> _TASK DIRECTIONS_: Rewrite the records below, replacing each "innermost point" with "central point" and leaving everything else unchanged.

> _RECORDS PROVIDED_:

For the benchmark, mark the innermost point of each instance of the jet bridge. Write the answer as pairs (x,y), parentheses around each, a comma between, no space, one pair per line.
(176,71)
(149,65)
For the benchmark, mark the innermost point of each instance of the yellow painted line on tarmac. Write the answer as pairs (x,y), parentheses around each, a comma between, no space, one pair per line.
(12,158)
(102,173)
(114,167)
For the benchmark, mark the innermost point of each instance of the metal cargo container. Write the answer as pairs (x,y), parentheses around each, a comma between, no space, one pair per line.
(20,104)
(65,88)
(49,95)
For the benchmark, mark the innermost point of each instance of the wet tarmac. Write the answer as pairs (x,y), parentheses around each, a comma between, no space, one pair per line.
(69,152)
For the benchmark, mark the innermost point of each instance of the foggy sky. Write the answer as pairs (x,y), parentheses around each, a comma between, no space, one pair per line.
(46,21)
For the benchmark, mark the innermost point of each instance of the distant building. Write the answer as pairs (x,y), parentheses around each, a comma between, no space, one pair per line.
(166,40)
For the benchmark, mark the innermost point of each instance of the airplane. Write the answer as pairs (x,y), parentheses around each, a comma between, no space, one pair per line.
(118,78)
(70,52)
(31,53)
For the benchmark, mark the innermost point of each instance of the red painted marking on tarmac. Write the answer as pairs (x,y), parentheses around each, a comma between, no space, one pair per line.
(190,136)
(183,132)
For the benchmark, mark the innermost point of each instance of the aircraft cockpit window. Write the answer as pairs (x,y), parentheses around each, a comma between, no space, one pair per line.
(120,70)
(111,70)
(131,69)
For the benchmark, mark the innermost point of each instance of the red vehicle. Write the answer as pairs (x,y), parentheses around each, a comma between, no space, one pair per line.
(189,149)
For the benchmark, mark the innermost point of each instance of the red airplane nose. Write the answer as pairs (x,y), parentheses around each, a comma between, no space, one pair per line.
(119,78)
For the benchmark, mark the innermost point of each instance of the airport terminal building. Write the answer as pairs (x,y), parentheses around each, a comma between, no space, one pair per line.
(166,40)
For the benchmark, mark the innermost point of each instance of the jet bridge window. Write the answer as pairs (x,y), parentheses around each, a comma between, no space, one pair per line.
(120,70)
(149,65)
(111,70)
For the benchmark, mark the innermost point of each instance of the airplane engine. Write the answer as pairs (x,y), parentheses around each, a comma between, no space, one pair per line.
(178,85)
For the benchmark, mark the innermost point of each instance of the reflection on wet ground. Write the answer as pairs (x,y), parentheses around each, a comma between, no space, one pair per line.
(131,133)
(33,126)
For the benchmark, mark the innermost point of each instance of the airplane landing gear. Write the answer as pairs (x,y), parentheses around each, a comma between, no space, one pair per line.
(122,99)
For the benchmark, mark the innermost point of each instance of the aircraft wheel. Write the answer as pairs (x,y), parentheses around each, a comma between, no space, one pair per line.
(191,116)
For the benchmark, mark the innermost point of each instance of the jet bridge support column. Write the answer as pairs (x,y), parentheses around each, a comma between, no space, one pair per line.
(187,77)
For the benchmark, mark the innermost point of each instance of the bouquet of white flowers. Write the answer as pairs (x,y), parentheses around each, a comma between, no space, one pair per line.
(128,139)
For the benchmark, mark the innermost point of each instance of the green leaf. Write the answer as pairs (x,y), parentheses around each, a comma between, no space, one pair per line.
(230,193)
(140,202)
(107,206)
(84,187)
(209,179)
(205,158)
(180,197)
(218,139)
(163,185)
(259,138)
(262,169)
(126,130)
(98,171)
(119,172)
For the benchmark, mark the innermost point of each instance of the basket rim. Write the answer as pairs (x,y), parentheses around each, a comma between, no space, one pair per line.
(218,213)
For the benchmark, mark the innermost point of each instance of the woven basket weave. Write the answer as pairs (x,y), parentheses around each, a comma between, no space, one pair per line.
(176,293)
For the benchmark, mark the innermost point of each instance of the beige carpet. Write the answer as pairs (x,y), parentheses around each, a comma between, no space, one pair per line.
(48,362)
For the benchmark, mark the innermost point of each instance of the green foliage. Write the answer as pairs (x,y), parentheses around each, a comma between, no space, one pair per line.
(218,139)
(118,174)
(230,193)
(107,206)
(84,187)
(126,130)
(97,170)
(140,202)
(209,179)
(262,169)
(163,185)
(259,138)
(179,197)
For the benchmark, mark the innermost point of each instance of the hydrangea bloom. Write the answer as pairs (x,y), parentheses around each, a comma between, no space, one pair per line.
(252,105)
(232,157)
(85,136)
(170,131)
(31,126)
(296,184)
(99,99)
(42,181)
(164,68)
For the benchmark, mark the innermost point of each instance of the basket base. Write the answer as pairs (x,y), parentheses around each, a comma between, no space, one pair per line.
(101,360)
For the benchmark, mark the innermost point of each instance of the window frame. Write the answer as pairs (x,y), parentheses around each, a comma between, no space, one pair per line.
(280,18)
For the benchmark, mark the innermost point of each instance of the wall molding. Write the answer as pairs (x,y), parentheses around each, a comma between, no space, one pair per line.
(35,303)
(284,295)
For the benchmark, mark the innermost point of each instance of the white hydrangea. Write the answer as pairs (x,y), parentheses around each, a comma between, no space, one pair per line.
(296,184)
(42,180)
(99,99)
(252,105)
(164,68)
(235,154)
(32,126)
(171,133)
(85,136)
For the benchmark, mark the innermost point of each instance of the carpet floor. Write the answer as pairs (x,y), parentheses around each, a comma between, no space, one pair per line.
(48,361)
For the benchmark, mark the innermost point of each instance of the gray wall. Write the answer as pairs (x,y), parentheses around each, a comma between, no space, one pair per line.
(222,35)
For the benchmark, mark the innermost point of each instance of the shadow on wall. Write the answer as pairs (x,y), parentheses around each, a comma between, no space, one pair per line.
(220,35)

> _TASK SOLUTION_:
For the benchmark, mark the central point of each instance of the jet bridge. Write the answer as pairs (x,y), parentheses around each, a comma between, no space, one pair per line.
(176,71)
(149,65)
For the benchmark, mark the central point of each instance of the yellow painted line on tarmac. Write the answer as pairs (x,y), parentheses around each, a comma between, no space, one pair per line.
(12,158)
(102,173)
(114,167)
For the benchmark, mark the central point of each instance of the metal cargo container. Write the answer as pairs (x,y), parentheses around each, a comma between, no space, one pair per line.
(20,104)
(65,88)
(49,95)
For the benchmark, mark the central point of each instance of the wet tarmac. Write the answer as pairs (x,y), parentheses around each, a comma between, no space, one pair per line.
(69,152)
For the benchmark, mark the central point of each instance of the foggy sky. Write the answer as pairs (x,y), parentheses around each, a comma between, no space, one pair per line.
(46,21)
For the benchmark, mark the central point of each instance of the distant building. Write the answer as pairs (x,y), parentheses around each, a comma between, no space, one pair per line.
(166,40)
For the benchmark, mark the central point of each instance of the airplane. Write the answer as pairs (x,y), parentheses around each, a comma between, no space, one pair per line.
(118,78)
(70,52)
(31,53)
For the benchmark, mark the central point of each instance of the red painted marking on tarmac. Write the answer as pairs (x,y), parentheses around each, a comma between, no space, one pair per line.
(190,136)
(183,132)
For the benchmark, mark the central point of each instance of the aircraft cockpit window. Write the answer as pairs (x,y), parentheses around each, a comma between, no space, one pair per line.
(120,70)
(111,70)
(131,69)
For the benchmark, mark the central point of each instance of the red vehicle. Write the answer as pairs (x,y), parentheses around each, a comma between, no space, one pair per line.
(189,149)
For the benchmark, mark the central point of each instance of the red airplane nose. Write the answer as pairs (x,y), parentheses around each, a comma between, no space, one pair per line.
(119,78)
For the benchmark, mark the central point of each instance of the airport terminal building. Write the answer as pairs (x,y), parentheses around each, a comma between, no space, one pair per line.
(166,40)
For the benchmark, mark the central point of each instance of the jet bridge window. Write the answer as pairs (x,y), parentheses around each, a comma between, no space, one pair per line.
(120,70)
(149,65)
(111,70)
For the benchmark, mark the central point of each instance of the airplane engine. Write the answer as pairs (x,y), parentheses around each, a comma between, no space, one pair per line.
(178,85)
For the benchmark, mark the central point of each instance of the reflection on wet ground. Write the answer as pairs (x,y), parentheses around each, a comma between, no space, one pair per line.
(131,133)
(33,126)
For the benchmark, mark the central point of each instance of the airplane landing gear. Write the answer as pairs (x,y), parentheses around each, a comma between, no space, one pair per line.
(122,99)
For the benchmark, mark the central point of each instance of the aircraft wheel. Write the answer as pairs (x,y), parentheses around each, a comma between, no space, one pair per line.
(191,116)
For the benchmark, mark the central point of each instance of the jet bridge support column. Write the answer as pairs (x,y), parentheses around each, a comma between, no space, one pair per line.
(187,77)
For the benchmark, mark the central point of each instance of the bouquet of white flowers. Write the answer as pairs (x,y), parentheses around each, a comma between, no space, one pair per line.
(128,139)
For the benchmark, mark the central point of each instance of the green leaf. Write the answer as pairs (x,y), parentheses around each, a comma between, no space, one pair per line.
(230,193)
(140,202)
(107,206)
(84,187)
(209,179)
(205,158)
(180,197)
(218,139)
(163,185)
(259,138)
(262,169)
(126,130)
(98,171)
(119,172)
For the benchmark, mark the central point of each instance of the basket rim. Write the answer as pairs (x,y), parentheses around each, a comma between, no space, one pair per line.
(218,213)
For the benchmark, mark the central point of each instance of the woven basket weave. Write the answer as pairs (x,y), parentheses around each, a comma between, no space, one pair per line.
(176,293)
For the benchmark, mark the central point of each instance of the beige carpet. Write the answer as pairs (x,y), parentheses around each, a comma between, no space, one pair per line.
(48,362)
For the benchmark, mark the central point of each instance of the green foliage. Write the answer as pairs (x,y), parentheses around each, a comma between, no space, one pair per line.
(218,139)
(118,174)
(230,193)
(107,206)
(84,187)
(126,130)
(97,170)
(140,202)
(209,179)
(262,169)
(163,185)
(259,138)
(179,197)
For the benchmark, mark the central point of each instance of the hydrangea bloom. Write the answer as pairs (x,y), parentheses around each, a comma between, no space, one pair per line.
(252,105)
(232,157)
(85,136)
(170,131)
(31,126)
(296,184)
(99,99)
(42,181)
(164,68)
For the benchmark, mark the central point of each instance of the basket base. Write the answer as pairs (x,y), parentheses around each, a comma between, no space, one pair per line.
(101,360)
For the benchmark, mark the central point of each instance of the window frame. Write the answer as pairs (x,y), parentheses around each, a comma between, no space, one pair per line.
(280,18)
For the benchmark, mark the central point of each instance of the wall molding. Write the answer as pairs (x,y), parentheses around each, a comma between, no space, one pair per line.
(35,303)
(284,295)
For the benchmark, mark the central point of each instance of the white hydrangea. Write the answer as pairs (x,y), parentheses around each, a comma between, no space, one pair per line.
(296,184)
(42,180)
(99,99)
(252,105)
(164,68)
(235,154)
(32,126)
(171,133)
(85,136)
For the benchmark, mark the central point of each instance of the carpet floor. Write the answer as pairs (x,y), parentheses around each, a comma between, no space, one pair per line.
(48,361)
For the benchmark, mark the central point of each instance of the gray wall. Write the answer as pairs (x,y), parentheses around each, a comma between, no space, one pair per line.
(222,35)
For the benchmark, mark the central point of each instance of the shadow on wall. Write the answer as pairs (x,y), parentheses around each, a comma between, no space, one pair per line.
(220,35)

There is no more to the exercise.